Selected text –
Otherwise, Never Let Me Go the movie is in narrative and thematic terms much of a muchness with Never Let Me Go the book. It is the tale of three Donors coming to terms with what they are, yes - and sooner rather than later - but also who they are. In the face of utter nonchalance on the part of those people whose lives they have been bred to extend, and those institutions which have arisen to supervise the system, Kathy, Tommy and Ruth long to find love and live life in what little time they have left to them.

They needn't look far. But though Kathy and Tommy seem born to be with one another, Ruth - a sociopath of sorts played with pitch-perfect hysteria by the oft-underrated Kiera Knightley - Ruth cannily beats Kathy to the punch, winning Tommy's lust, if not his love, before quiet little Kathy can tell him how she feels. It's this heartbreaking love triangle that carries the viewer through the lives of these three star-cross'd Donors, from the austere boarding school at Hailsham where they spend their formative years to the homes and hospitals they each end up in, as they edge ever closer to "completion."

Collected data entries –
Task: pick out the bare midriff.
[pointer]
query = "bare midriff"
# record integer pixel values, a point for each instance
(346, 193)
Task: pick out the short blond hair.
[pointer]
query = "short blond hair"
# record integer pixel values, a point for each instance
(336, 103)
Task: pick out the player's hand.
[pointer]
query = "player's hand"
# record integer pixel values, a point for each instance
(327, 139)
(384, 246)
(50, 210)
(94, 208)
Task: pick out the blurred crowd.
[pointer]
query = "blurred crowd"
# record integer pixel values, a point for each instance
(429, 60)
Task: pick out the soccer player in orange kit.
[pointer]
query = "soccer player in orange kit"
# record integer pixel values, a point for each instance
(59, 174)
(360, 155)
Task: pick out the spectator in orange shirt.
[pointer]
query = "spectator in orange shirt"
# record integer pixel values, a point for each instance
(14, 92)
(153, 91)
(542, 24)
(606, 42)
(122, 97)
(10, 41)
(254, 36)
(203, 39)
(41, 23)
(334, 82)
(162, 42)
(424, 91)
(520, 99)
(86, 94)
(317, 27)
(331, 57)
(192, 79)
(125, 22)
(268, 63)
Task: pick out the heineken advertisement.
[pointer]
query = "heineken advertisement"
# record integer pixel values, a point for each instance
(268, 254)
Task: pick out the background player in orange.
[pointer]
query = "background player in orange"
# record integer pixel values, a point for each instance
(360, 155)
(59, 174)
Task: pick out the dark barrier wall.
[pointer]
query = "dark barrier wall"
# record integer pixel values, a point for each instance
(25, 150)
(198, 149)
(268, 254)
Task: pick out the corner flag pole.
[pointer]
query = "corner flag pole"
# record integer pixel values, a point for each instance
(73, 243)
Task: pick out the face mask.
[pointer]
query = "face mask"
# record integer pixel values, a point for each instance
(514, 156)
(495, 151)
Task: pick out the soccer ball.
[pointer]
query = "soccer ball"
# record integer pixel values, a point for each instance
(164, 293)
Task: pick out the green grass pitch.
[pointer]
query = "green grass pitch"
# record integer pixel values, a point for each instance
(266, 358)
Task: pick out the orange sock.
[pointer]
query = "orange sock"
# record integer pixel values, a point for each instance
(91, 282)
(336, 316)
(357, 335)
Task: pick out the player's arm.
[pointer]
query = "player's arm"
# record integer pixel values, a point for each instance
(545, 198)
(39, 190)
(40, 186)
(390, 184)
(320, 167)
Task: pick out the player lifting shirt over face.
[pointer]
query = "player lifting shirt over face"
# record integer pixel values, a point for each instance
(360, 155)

Your task –
In the passage on Never Let Me Go:
(a) What are the names of the three Donors?
(b) Which actress plays Ruth?
(c) Where do the three spend their formative years?

Expected answer –
(a) Kathy, Tommy and Ruth
(b) Kiera Knightley
(c) At the austere boarding school at Hailsham